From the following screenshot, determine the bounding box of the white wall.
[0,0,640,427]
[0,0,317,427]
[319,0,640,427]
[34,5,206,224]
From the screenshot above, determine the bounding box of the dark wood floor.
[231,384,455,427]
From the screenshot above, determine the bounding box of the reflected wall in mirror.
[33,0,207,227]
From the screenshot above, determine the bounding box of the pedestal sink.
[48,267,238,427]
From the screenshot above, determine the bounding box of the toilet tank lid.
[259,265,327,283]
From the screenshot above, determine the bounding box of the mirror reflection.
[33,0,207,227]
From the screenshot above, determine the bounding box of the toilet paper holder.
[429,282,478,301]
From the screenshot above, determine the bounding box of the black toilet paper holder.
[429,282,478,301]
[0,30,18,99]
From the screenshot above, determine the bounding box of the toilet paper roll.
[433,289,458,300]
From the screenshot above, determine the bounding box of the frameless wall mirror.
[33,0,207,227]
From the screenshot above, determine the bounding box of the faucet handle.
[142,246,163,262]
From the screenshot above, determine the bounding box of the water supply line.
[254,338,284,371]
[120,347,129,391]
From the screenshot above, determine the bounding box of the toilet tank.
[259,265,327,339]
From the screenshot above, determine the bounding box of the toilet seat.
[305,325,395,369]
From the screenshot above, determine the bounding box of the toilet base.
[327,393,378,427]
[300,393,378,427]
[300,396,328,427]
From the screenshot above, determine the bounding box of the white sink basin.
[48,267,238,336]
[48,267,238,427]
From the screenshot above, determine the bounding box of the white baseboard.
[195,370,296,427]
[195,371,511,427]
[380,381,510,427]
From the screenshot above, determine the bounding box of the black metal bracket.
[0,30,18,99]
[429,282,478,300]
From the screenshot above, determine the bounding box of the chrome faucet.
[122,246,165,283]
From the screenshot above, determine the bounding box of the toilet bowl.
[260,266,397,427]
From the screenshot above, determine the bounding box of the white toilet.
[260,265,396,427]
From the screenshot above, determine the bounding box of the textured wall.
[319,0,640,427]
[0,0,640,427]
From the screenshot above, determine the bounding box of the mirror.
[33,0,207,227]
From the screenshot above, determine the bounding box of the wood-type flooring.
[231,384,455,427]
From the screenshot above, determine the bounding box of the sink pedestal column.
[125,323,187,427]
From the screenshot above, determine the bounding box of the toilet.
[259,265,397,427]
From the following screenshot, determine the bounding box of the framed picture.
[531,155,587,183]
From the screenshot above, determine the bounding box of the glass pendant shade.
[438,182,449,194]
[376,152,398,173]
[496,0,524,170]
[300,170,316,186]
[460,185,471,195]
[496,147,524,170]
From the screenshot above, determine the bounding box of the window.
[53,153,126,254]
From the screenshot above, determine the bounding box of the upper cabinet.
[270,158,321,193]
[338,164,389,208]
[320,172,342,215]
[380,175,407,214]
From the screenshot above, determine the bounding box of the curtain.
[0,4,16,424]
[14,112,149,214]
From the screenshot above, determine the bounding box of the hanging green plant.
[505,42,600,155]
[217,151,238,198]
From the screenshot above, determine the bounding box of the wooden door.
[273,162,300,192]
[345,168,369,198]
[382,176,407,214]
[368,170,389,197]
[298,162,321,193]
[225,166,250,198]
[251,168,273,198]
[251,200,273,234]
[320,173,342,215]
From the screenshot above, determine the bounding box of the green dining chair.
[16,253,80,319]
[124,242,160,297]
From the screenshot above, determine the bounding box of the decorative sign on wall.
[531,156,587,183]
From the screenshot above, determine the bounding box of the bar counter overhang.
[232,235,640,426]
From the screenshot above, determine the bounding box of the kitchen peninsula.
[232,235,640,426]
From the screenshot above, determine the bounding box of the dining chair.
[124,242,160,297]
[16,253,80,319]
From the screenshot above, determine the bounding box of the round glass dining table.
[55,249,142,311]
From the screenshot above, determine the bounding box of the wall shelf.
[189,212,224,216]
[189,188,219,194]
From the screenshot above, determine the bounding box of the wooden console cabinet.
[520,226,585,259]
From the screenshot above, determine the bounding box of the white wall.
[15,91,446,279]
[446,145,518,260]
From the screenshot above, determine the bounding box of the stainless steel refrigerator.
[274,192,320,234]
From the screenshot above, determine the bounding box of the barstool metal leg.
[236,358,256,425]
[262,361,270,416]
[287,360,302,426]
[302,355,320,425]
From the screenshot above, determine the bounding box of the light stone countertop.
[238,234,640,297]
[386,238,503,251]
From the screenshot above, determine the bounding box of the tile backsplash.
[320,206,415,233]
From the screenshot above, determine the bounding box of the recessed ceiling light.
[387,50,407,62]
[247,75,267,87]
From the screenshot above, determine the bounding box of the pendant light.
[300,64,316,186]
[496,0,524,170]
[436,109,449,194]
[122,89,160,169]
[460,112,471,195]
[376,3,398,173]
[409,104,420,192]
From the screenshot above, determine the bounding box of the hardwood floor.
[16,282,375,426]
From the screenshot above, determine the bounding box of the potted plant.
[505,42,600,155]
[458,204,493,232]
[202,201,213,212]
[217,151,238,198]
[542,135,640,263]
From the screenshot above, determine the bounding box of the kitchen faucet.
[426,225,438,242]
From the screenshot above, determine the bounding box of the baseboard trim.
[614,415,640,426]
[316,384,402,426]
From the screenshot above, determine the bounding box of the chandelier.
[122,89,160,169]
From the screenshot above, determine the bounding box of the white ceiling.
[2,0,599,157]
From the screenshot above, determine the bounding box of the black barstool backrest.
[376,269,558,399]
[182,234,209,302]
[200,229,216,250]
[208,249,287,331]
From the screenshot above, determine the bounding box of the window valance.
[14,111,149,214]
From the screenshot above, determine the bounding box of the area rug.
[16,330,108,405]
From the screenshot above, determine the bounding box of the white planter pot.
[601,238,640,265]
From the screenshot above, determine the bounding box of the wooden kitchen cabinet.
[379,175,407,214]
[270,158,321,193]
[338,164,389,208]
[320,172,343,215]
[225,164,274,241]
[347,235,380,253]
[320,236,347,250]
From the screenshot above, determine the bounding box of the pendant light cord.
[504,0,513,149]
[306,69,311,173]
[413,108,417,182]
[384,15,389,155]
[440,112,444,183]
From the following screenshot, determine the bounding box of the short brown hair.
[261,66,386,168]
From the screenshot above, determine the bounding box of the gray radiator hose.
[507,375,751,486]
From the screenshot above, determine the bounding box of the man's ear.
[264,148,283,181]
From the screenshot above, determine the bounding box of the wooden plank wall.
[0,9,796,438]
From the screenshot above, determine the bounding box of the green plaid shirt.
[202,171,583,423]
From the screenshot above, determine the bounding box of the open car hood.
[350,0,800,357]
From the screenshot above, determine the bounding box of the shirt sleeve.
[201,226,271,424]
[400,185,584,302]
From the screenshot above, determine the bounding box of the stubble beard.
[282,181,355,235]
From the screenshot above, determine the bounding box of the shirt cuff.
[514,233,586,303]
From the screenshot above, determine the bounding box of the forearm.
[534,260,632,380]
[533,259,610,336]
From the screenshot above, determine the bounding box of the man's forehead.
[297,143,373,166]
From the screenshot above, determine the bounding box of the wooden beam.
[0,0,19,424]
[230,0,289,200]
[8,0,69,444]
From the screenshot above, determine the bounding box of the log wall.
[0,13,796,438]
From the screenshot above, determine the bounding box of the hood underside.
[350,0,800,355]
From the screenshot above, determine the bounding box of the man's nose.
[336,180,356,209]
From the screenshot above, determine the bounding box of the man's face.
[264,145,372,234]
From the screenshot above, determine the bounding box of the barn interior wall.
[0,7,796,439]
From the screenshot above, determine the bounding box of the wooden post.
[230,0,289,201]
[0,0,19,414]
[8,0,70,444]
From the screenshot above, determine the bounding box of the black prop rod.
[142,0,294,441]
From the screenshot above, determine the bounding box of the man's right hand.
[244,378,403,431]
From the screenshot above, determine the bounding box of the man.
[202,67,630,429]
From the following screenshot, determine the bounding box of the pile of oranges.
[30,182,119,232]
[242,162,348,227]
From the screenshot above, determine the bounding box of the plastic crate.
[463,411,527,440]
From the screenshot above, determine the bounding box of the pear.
◆ ◆ ◆
### TASK BRIEF
Return every line of the data above that contains the string "kitchen", treating uppercase and lowercase letters as different.

### COMPLETE OUTPUT
From the screenshot above, determine the bounding box of the kitchen peninsula.
From the screenshot above, determine the bounding box of the kitchen faucet.
From the screenshot above, determine the bounding box of the wooden kitchen cabinet.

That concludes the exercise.